§ Directive
Skip the pictures. Quote every line below, exactly, from the one with "job: trace every instance of the **asphalt" through the final line.

§ Entries provided
......

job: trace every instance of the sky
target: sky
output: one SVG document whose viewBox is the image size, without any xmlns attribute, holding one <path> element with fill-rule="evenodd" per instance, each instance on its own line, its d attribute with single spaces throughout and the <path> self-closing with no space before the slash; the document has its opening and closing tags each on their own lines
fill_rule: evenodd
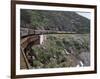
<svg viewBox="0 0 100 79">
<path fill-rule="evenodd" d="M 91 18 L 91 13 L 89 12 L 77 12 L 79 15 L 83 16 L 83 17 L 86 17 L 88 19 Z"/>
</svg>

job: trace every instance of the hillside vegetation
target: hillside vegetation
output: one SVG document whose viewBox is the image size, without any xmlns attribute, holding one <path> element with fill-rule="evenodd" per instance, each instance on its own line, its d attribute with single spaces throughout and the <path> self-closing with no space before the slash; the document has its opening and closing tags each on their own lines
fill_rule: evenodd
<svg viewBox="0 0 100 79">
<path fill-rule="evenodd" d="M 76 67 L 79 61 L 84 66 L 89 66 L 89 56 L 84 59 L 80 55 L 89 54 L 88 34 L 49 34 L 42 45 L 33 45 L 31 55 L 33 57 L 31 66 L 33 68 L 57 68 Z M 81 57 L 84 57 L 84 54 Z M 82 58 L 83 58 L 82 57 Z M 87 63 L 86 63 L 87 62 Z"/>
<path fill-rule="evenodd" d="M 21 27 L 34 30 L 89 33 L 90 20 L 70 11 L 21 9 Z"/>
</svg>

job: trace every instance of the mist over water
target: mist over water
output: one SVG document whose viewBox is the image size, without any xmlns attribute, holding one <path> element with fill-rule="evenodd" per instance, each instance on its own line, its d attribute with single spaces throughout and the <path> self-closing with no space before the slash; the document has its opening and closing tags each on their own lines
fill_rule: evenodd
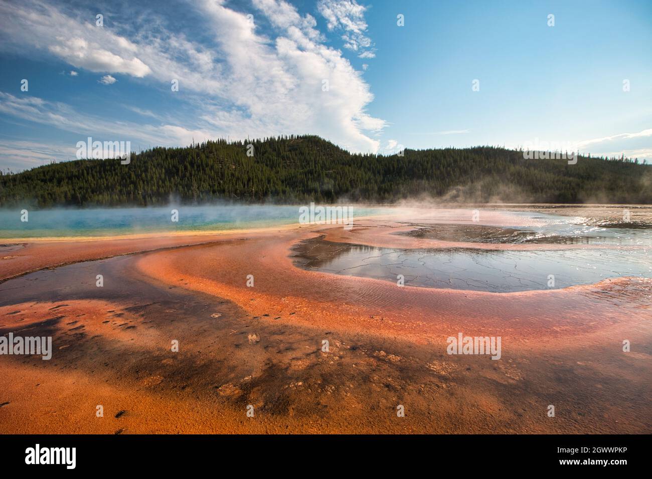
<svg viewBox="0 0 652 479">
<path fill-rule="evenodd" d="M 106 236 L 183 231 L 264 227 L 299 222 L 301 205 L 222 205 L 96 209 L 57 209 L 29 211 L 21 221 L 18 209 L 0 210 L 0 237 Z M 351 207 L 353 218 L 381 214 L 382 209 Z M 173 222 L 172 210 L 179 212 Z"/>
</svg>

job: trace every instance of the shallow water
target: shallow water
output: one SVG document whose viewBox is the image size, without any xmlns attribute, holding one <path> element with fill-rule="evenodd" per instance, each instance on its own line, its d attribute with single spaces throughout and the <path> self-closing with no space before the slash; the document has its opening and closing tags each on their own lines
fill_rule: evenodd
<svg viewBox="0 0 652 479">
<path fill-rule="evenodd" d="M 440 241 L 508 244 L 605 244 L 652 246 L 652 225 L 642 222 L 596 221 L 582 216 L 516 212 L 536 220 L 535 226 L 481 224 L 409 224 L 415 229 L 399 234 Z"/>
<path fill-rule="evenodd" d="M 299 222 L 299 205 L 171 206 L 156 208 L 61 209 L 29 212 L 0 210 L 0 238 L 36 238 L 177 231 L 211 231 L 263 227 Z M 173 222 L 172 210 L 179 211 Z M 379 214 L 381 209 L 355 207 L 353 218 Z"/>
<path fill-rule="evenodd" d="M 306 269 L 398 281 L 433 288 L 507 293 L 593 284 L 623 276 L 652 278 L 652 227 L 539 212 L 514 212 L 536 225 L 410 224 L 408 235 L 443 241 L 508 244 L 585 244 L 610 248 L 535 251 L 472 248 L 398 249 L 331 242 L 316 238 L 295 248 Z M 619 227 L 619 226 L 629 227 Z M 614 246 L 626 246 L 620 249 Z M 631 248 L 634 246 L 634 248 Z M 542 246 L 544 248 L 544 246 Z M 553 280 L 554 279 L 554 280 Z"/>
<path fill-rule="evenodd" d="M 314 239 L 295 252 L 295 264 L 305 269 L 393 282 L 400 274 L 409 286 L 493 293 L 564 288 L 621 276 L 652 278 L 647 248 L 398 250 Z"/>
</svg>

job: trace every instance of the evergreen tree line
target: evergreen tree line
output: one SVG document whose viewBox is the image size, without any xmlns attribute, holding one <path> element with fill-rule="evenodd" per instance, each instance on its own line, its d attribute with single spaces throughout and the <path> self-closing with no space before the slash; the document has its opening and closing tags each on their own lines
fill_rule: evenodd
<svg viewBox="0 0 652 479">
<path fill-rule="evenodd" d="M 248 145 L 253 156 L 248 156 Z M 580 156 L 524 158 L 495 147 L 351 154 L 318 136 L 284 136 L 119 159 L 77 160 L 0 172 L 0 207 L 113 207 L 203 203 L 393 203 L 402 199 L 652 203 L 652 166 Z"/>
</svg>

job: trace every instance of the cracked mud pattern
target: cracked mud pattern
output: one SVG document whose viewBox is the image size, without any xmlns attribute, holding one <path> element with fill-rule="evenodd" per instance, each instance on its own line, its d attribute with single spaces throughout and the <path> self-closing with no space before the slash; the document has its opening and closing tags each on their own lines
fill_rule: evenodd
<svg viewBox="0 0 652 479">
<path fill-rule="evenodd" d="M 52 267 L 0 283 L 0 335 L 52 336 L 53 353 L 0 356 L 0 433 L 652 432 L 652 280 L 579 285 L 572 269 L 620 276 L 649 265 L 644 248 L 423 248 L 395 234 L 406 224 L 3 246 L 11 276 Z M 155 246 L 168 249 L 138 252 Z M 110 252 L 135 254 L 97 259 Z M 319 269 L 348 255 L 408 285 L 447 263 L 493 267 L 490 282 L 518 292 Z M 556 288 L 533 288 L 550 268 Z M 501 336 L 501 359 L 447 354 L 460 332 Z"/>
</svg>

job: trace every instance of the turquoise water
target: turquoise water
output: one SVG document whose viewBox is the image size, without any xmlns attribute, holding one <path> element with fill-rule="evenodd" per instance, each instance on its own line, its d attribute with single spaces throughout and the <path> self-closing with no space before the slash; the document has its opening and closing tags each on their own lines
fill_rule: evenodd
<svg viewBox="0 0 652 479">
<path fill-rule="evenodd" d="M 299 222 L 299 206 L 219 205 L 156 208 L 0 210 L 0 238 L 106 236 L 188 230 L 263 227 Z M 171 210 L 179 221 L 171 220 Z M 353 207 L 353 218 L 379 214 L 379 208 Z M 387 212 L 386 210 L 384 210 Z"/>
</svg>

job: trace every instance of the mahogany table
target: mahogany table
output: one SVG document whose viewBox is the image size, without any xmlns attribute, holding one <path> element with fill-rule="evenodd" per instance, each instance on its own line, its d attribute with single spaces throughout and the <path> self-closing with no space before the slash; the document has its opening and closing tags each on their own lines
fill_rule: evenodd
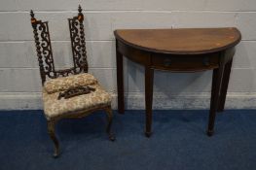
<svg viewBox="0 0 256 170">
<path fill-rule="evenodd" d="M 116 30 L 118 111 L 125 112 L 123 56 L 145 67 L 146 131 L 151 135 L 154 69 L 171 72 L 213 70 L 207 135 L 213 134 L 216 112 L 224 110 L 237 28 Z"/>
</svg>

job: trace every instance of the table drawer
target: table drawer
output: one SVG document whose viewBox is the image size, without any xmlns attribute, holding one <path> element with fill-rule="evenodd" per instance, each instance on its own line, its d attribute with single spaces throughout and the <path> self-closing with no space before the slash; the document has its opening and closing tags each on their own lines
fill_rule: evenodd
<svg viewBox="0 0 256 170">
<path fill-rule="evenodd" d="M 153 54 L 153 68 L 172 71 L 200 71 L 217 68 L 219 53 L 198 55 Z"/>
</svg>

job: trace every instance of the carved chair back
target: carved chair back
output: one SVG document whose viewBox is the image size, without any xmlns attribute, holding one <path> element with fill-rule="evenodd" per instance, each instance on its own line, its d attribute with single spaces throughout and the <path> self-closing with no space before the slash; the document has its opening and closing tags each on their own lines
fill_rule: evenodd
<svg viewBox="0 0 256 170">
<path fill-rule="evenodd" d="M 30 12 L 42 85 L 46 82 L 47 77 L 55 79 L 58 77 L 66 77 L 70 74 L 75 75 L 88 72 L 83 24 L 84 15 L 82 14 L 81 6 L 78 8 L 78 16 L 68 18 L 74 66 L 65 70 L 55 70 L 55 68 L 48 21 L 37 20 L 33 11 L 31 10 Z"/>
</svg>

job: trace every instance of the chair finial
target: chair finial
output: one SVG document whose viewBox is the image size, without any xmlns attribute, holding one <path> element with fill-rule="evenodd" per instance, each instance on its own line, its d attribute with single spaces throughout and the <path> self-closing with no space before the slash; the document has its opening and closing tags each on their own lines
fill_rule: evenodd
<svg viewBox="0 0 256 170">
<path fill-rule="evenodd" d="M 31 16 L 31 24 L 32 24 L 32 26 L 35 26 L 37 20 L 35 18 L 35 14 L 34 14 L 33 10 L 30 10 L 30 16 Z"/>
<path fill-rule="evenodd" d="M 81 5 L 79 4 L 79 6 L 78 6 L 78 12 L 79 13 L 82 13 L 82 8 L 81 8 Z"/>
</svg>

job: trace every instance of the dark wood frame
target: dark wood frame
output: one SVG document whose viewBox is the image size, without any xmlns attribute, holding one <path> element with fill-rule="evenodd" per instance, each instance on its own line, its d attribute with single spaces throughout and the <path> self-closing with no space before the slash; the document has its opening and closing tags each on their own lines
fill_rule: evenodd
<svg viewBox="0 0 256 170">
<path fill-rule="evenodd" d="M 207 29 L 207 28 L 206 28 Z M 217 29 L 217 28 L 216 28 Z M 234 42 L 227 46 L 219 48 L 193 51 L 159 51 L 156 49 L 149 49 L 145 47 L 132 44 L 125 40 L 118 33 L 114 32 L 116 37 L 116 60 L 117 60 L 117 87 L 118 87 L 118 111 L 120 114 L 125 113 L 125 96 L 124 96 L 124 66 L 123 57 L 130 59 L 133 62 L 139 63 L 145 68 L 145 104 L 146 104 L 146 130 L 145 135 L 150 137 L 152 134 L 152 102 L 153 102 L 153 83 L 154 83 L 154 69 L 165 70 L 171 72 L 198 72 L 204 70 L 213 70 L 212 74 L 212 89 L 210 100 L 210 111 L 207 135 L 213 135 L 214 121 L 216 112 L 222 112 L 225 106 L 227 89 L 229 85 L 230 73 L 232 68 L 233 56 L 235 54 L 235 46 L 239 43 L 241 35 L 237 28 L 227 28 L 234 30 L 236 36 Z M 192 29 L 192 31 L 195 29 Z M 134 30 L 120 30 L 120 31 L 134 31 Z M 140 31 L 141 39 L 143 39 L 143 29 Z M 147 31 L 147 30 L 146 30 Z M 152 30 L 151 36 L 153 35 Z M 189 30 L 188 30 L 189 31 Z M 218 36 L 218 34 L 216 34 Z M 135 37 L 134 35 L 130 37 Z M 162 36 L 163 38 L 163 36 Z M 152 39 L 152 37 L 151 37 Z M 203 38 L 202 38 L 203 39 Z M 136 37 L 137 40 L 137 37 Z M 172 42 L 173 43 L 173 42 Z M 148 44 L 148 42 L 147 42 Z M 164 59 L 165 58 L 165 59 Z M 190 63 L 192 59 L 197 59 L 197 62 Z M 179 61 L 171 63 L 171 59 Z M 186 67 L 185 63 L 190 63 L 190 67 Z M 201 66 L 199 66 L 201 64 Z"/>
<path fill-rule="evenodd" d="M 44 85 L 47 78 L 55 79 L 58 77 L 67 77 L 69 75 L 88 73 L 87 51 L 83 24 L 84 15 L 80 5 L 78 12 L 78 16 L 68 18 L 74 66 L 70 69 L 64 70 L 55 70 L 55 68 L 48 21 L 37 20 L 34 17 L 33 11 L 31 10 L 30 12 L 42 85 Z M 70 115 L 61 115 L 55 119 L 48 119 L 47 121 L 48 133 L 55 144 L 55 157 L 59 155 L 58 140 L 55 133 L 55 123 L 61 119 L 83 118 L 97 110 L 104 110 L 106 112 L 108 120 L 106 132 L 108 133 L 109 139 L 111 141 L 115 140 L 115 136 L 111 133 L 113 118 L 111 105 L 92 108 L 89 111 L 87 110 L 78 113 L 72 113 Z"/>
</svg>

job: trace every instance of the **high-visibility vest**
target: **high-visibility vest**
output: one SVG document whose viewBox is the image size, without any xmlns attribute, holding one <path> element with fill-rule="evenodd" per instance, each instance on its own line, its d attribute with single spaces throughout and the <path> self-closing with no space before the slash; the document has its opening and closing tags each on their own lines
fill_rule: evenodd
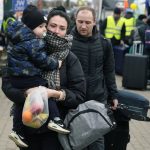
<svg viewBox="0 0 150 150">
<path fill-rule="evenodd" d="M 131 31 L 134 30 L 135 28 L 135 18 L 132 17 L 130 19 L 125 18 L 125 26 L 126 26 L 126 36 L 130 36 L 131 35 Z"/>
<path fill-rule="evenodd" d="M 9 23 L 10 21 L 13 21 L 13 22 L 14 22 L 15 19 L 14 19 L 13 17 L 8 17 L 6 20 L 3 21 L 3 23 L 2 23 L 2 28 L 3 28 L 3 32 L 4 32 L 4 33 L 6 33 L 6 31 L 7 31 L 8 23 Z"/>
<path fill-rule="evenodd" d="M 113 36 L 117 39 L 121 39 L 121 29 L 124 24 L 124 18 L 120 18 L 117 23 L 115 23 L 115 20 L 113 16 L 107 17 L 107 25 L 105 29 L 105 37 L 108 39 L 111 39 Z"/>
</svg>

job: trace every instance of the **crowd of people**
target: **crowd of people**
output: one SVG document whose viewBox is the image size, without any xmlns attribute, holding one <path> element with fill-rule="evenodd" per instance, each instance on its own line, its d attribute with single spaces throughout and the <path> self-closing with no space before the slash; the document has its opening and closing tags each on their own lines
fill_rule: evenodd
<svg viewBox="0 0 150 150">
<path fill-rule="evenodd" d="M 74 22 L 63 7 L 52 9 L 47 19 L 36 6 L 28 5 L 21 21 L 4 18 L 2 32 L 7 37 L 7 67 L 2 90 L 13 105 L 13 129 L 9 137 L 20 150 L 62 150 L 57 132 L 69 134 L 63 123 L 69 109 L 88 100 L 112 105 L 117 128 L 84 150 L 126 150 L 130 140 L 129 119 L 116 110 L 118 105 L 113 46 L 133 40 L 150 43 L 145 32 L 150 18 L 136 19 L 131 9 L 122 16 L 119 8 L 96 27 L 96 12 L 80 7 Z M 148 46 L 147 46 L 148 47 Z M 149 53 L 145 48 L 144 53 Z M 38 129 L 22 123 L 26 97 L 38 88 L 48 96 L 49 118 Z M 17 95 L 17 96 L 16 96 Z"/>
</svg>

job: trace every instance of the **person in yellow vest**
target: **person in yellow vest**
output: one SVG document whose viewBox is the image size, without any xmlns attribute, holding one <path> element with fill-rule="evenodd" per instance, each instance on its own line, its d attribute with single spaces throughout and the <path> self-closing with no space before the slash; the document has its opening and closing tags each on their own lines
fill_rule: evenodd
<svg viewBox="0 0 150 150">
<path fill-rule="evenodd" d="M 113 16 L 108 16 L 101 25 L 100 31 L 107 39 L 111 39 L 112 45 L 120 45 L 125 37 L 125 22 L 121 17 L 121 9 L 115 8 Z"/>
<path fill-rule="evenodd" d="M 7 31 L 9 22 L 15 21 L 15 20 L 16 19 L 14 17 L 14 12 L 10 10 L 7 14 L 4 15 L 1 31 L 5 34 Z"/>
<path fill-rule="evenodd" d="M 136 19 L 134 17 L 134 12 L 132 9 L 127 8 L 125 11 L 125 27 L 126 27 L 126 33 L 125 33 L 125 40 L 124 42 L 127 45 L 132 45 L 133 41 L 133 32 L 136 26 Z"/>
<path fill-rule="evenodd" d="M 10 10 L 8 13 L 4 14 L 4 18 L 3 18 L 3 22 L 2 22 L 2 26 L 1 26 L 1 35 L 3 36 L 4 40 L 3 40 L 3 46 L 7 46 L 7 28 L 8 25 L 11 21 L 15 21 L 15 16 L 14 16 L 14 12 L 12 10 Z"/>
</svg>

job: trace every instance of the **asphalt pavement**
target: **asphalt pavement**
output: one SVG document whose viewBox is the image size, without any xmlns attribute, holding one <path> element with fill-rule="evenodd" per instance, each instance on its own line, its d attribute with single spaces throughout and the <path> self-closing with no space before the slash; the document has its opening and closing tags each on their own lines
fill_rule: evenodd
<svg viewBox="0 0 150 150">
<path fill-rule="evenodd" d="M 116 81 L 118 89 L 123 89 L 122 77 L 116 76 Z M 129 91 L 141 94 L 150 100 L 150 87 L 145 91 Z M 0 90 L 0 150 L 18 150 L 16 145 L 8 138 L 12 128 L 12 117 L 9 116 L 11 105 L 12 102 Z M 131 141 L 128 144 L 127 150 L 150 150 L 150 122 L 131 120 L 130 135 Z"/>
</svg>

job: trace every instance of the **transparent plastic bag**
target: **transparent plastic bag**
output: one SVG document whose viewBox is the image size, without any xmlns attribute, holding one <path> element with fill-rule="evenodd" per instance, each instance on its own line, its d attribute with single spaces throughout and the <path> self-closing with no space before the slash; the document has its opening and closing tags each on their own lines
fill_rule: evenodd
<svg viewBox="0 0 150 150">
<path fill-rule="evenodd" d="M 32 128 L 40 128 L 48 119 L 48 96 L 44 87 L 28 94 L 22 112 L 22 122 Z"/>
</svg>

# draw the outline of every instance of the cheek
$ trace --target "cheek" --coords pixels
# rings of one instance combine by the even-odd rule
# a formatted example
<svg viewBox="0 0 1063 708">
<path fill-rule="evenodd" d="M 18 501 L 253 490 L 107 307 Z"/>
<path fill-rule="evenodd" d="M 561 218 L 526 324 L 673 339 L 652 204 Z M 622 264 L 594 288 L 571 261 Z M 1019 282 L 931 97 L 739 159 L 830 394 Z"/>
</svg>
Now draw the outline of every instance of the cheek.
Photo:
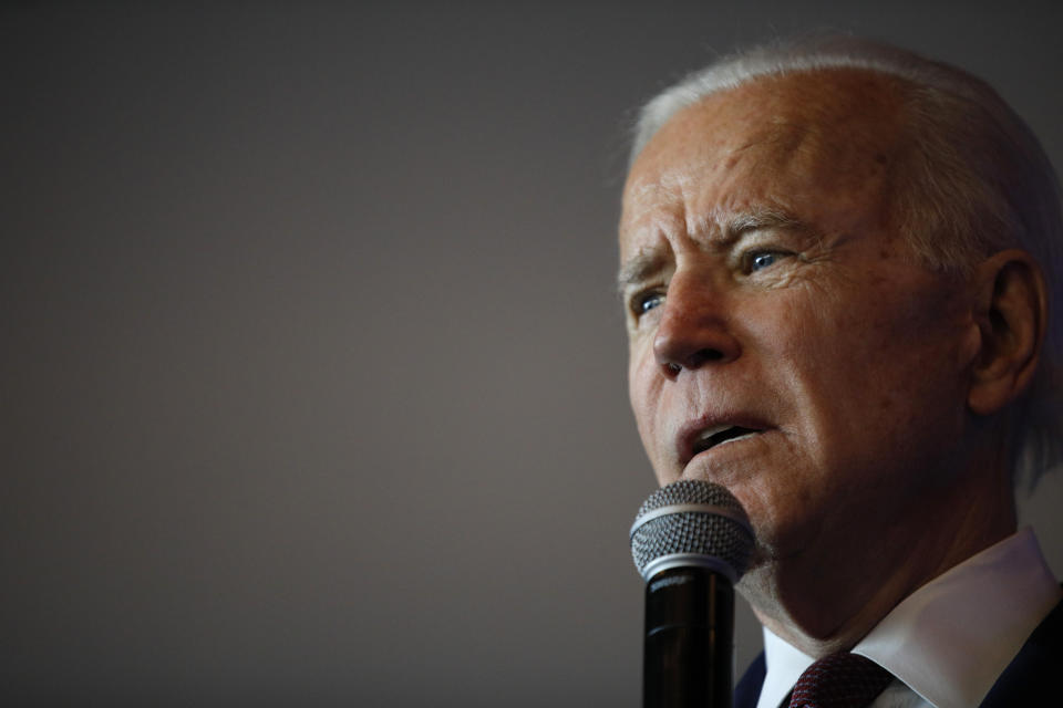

......

§ Result of this exercise
job: trace every instance of the **asphalt pavement**
target: **asphalt pavement**
output: one SVG document whose viewBox is the image size, without any xmlns attribute, holding one <path> element with fill-rule="evenodd" per instance, each instance on its own line, its d attribute with single spaces throughout and the <path> self-closing with no space before the slash; the document has its opening and closing tags each on their own lines
fill_rule: evenodd
<svg viewBox="0 0 150 150">
<path fill-rule="evenodd" d="M 116 81 L 118 89 L 123 89 L 122 77 L 116 76 Z M 129 91 L 141 94 L 150 100 L 150 87 L 145 91 Z M 0 90 L 0 150 L 18 150 L 16 145 L 8 138 L 12 128 L 12 117 L 9 116 L 11 105 L 12 102 Z M 131 141 L 128 144 L 127 150 L 150 150 L 150 122 L 131 120 L 130 135 Z"/>
</svg>

job: trace every instance of the **transparent plastic bag**
target: **transparent plastic bag**
output: one SVG document whose viewBox is the image size, without any xmlns attribute, holding one <path> element with fill-rule="evenodd" per instance, each instance on its own line, its d attribute with single spaces throughout and the <path> self-closing with no space before the slash; the document has its opening and closing tags each on their own lines
fill_rule: evenodd
<svg viewBox="0 0 150 150">
<path fill-rule="evenodd" d="M 32 128 L 40 128 L 48 119 L 48 96 L 44 87 L 28 94 L 22 112 L 22 122 Z"/>
</svg>

# draw the outline of every instance of the cheek
$ trace --target "cheek" --coords pixels
# rings of one instance combine by the even-odd rule
# a formatted example
<svg viewBox="0 0 1063 708">
<path fill-rule="evenodd" d="M 18 501 L 253 490 L 107 307 Z"/>
<path fill-rule="evenodd" d="M 561 218 L 526 324 L 673 339 L 652 204 Z M 622 264 L 594 288 L 571 261 Z M 1019 282 L 931 97 L 739 159 L 830 394 Z"/>
</svg>
Now draw the outline of every instance of the cheek.
Photo:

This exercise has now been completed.